齐某,年五旬,县尹,吉林人,寓天津二区。症诊:素有肝气不顺病,继因设买卖赔累,激动肝气,遂致胁下作痛,久之胃口亦痛。其初次觉疼恒在申酉时(下午3点至7点),且不至每日痛,后寝至每日觉痛,又寝至无时不痛。屡次延医服药,过用开破之品伤及脾胃,饮食不能消化,至痛剧时恒连胃中亦痛。脉左部沉弦微硬,右部则弦而无力,一息近五至。证治:左脉弦硬而沉,肝经血虚火盛,而肝气又郁结。右脉弦而无力,土为木伤,脾胃失其蠕动健运。胁疼起于申酉时,因肝属木申酉属金,木遇金时其气化益遏抑下舒。《内经》

中谓:“厥阴不治,求之阳明。”厥阴为肝,阳明为胃,遵《内经》

之微旨以治此证,果能健补脾胃,俾中焦之气化运行无滞,再少佐以理肝之品,则胃疼可愈,胁下之疼亦随之而愈。方剂:生怀山药一两,大甘枸杞子六钱,玄参五钱,麦冬四钱带心,于白术三钱,生杭白芍三钱,生麦芽三钱,桂枝尖二钱,龙胆草二钱,生鸡内金二钱(黄色的捣),川厚朴钱半,甘草钱半。共煎汤一大盅,温服。复诊:连服药4剂,胃中已不作痛,胁下之疼亦大轻减,且不至每日作疼,即有疼时亦须曳自愈,脉象亦见和缓,遂即原方略为加减再服。方剂:生怀山药一两,大甘枸杞子六钱,玄参四钱,麦冬四钱带心,于白术二钱,生杭白芍三钱,当归三钱,桂枝尖二钱,龙胆草二钱,生鸡内金二钱(黄色的捣),醋香附钱半,甘草钱半,生姜二钱。共煎汤一大盅,温服。连服药5剂,胁下之疼霍然痊愈,肝脉亦和平如常。遂停服汤药,俾日用生怀山药细末两许,水调煮作茶汤,调以蔗糖令适口,以之送服生鸡内金细末二分许,以善其后。

- **练习任务**:
判断下面三个说法是否与这则医案相符，逐条回答“是”或“否”，并照录医案中起决定作用的原句。
1. 患者最初胁下作痛，多在申酉时发作。
2. 复诊时，患者连服药五剂后胃中才不再作痛。
3. 第二个方剂加入了当归。
这些数据与这则医案没有关系。

[点定位数据]
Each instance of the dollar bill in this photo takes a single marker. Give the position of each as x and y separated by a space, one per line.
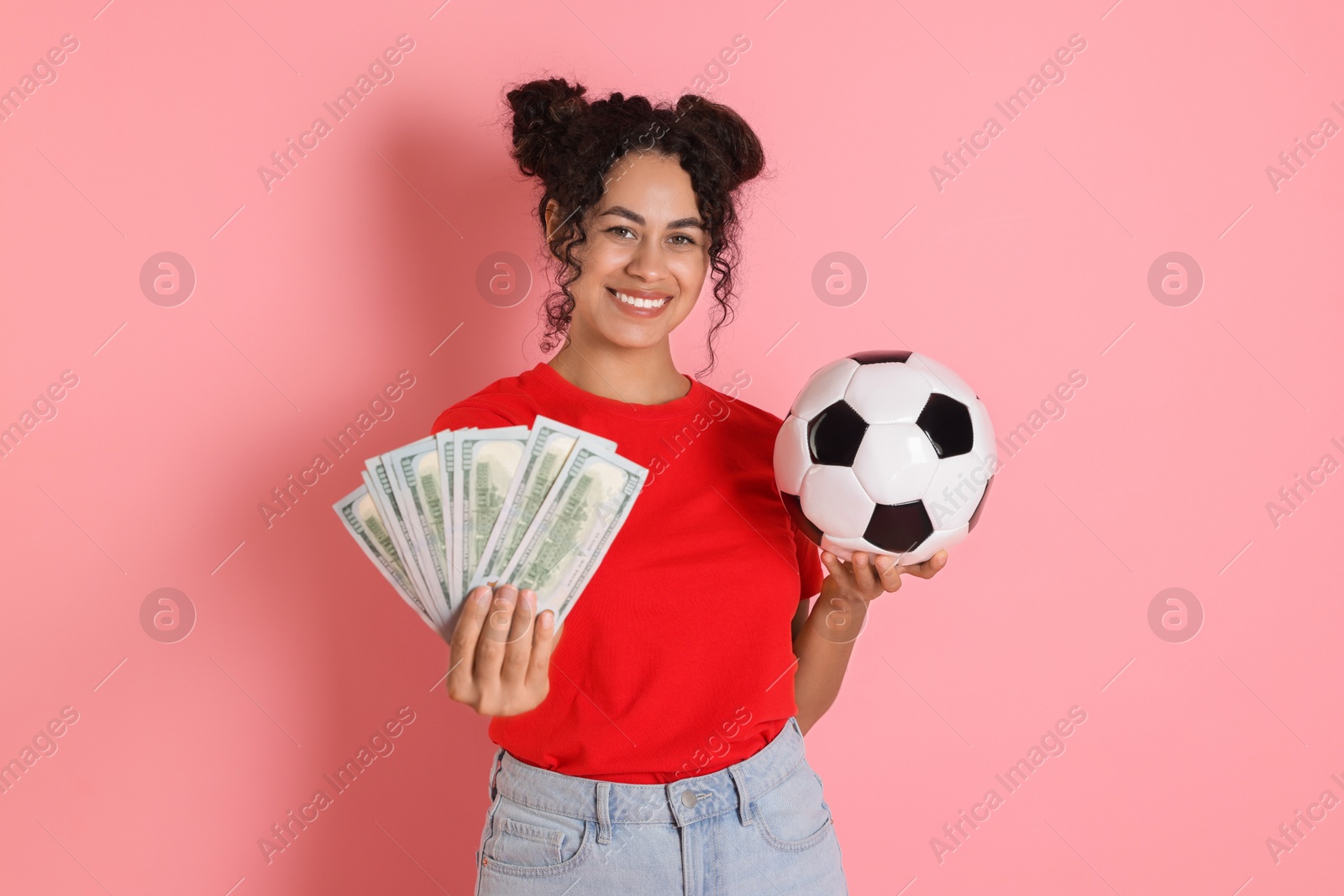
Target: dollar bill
381 490
575 528
445 443
414 472
544 453
360 515
484 463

- **参考答案**:
1. 是。“其初次觉疼恒在申酉时”
2. 否。“连服药4剂,胃中已不作痛”
3. 是。“当归三钱”